# Agility - One Year Later!



## hotel4dogs (Sep 29, 2008)

wow, that is simply amazing! you two are an awesome team! I'm proud to know you guys!


----------



## RedDogs (Jan 30, 2010)

Horrayy!

A year can sure make a difference. Here's to another good year.


----------



## kgiff (Jul 21, 2008)

That's fantastic! What a great year!


----------



## AmbikaGR (Dec 31, 2007)

Jessica you have a LOT to be proud of!! Congrats on a fabulous year!!


----------



## Jamm (Mar 28, 2010)

Wow Congrats


----------



## esSJay (Apr 13, 2009)

A HUGE congrats to both you and Mira! :yipee: You've both worked so hard all year and it sure has paid off. She always looks so happy when you post pictures of her and it's great to see that she's not only winning but having a blast doing it too!

- Aim A
Copy the entries below word for word, from the first one through the line that contains "x=132, y=16".

- Entries shown
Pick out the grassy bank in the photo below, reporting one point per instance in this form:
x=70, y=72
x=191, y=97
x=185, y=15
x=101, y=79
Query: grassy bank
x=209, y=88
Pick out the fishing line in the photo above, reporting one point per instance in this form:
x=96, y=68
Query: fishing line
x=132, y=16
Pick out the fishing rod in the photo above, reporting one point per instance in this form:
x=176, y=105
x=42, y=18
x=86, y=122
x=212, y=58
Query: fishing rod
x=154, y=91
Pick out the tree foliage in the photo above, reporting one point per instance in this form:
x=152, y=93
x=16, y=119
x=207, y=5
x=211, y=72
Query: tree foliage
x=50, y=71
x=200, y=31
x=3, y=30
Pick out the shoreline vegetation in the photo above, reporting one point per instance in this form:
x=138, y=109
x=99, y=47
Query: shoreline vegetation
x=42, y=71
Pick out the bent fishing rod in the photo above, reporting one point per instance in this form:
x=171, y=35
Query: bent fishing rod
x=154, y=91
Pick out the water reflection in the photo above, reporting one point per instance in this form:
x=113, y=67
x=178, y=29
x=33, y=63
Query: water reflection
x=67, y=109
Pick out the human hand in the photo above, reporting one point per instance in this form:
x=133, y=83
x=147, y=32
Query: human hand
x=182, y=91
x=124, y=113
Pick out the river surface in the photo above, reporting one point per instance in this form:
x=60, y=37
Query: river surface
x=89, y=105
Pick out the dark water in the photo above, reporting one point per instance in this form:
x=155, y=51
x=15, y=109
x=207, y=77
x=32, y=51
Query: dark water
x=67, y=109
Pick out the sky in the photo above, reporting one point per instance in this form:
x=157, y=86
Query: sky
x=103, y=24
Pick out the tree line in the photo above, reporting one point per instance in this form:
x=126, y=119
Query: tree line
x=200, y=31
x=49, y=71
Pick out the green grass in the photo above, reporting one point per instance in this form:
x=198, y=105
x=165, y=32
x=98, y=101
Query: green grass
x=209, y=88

- Aim B
In the forum thread about agility one year later, rewrite the passage from "wow, that is" to "another good year." with "awesome" changed to "excellent".

- Worked solution A
Pick out the grassy bank in the photo below, reporting one point per instance in this form:
x=70, y=72
x=191, y=97
x=185, y=15
x=101, y=79
Query: grassy bank
x=209, y=88
Pick out the fishing line in the photo above, reporting one point per instance in this form:
x=96, y=68
Query: fishing line
x=132, y=16

- Worked solution B
wow, that is simply amazing! you two are an excellent team! I'm proud to know you guys!


----------



## RedDogs (Jan 30, 2010)

Horrayy!

A year can sure make a difference. Here's to another good year.